Richard Avedon Film Series: Program 2

Thursday, July 9, 2009

7 p.m.

Additional Info

Behind Every Good Man
Nikolai Ursin, 1965, 8 min., 16mm

Portrait of Jason
Shirley Clarke, 1967, 100 min., 35mm

Image: Shirley Clarke, Portrait of Jason (still), 1967. Released through Film Makers Distribution Center. Photo courtesy Anthology Film Archives.

SFMOMA thanks Alex Cherian, San Francisco Bay Area Television Archive film archivist, for his assistance and support of this program.

Behind Every Good Man — a short from Ursin, then a film student at the University of California, Los Angeles — documents a gay African American man and his meditations on love, queer life in the 1960s, and gender transgression. The film and its subject eschew period cliches about homosexuality and point to possibilities beyond disaster, despair, and tragedy.

**Listed records:**
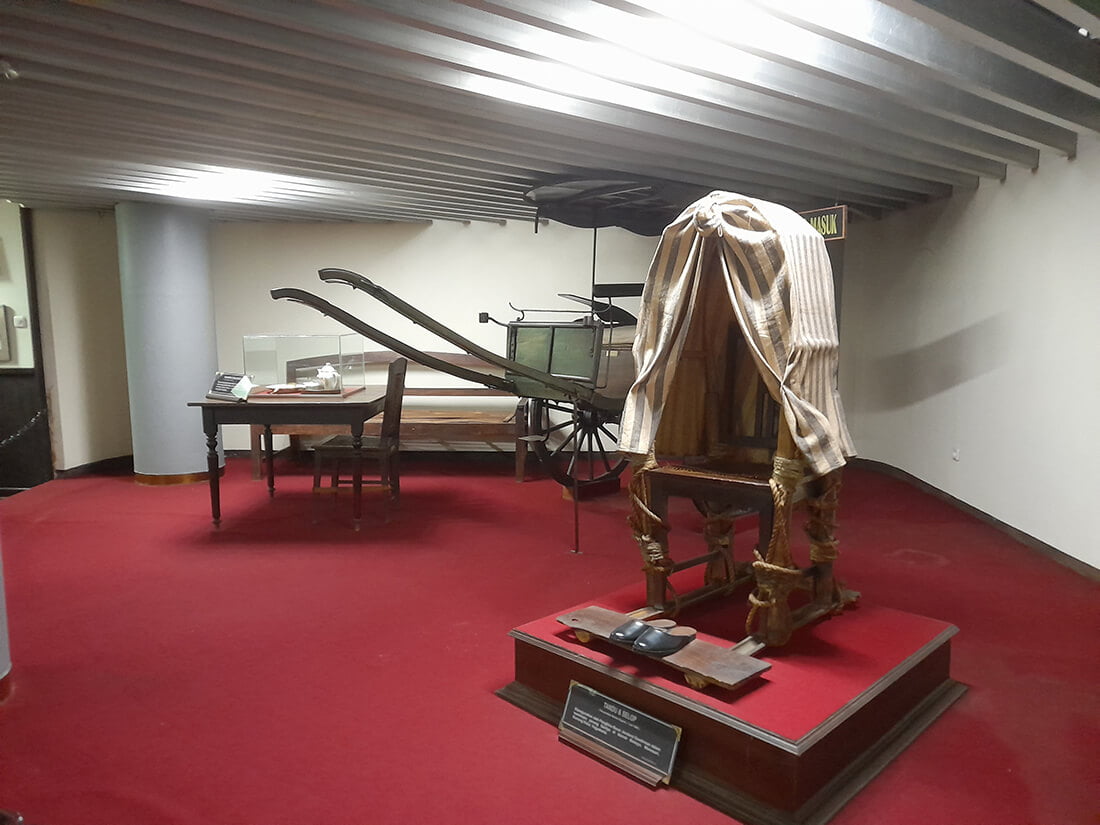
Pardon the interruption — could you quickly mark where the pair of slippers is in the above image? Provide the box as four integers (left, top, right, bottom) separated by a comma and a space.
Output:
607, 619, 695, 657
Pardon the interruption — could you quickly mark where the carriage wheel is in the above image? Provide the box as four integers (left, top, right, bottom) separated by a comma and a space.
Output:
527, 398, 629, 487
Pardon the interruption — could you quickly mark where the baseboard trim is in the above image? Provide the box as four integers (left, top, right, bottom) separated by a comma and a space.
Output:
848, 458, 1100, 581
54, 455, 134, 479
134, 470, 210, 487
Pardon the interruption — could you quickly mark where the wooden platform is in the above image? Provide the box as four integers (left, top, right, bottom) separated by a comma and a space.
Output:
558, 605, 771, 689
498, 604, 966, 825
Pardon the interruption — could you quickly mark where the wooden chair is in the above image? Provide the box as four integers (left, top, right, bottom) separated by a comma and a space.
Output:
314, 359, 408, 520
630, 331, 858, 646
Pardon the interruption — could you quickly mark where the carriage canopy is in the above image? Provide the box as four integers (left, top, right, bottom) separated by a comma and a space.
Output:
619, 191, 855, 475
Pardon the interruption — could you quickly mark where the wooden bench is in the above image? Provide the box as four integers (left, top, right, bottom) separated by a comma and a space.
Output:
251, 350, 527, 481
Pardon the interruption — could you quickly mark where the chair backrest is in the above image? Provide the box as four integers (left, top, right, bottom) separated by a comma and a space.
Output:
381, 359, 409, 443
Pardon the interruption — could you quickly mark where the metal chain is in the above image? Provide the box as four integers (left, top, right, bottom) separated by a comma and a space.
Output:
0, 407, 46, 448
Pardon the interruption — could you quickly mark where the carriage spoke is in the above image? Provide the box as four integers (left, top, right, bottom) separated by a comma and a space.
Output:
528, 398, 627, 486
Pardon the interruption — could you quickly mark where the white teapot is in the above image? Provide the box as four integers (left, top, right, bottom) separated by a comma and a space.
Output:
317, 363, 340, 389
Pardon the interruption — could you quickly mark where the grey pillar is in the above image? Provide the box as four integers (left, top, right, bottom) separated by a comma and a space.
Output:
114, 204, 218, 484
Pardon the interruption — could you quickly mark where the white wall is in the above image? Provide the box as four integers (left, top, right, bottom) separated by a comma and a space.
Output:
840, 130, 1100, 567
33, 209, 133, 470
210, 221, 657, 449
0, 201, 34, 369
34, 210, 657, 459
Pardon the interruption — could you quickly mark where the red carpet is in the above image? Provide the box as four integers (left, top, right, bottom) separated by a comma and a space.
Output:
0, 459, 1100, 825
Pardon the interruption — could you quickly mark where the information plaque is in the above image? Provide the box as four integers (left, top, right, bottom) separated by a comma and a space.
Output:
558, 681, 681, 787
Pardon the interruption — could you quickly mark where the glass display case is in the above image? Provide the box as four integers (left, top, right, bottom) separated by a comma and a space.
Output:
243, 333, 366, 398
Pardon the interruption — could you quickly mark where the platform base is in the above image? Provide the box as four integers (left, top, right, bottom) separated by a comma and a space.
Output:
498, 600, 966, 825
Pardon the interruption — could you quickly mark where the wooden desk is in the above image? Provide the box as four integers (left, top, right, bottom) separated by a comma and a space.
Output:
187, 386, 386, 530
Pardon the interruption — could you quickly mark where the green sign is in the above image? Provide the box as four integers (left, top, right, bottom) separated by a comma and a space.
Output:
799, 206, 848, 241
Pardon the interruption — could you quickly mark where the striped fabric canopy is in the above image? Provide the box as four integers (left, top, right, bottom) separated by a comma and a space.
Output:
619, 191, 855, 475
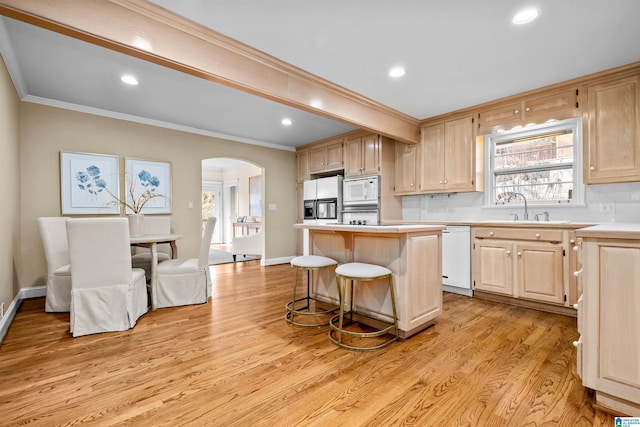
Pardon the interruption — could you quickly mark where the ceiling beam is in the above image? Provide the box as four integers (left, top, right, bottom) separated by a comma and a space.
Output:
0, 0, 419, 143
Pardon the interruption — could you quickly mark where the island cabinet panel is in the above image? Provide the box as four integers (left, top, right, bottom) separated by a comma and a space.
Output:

**Required work:**
1. According to the film series program, where was Nikolai Ursin a film student when he made Behind Every Good Man?
2. Write the next part of the Richard Avedon film series program, picking up after its final sentence.

**Outputs for the tasks:**
1. At the University of California, Los Angeles.

2.
Experimental filmmaker Clarke culled her Portrait of Jason from a grueling, 12-hour interview with her subject, Jason Holliday. A complicated examination of cinema verité conventions, the spectacle of the interviewed subject, and the seeming exoticism (for a mostly white, avant-garde audience) of a gay, African American performer and sometime hustler, the film is Holliday’s. His difficult performance of self against the filmmaker’s goading and unflinching gaze remains, in the end, his own.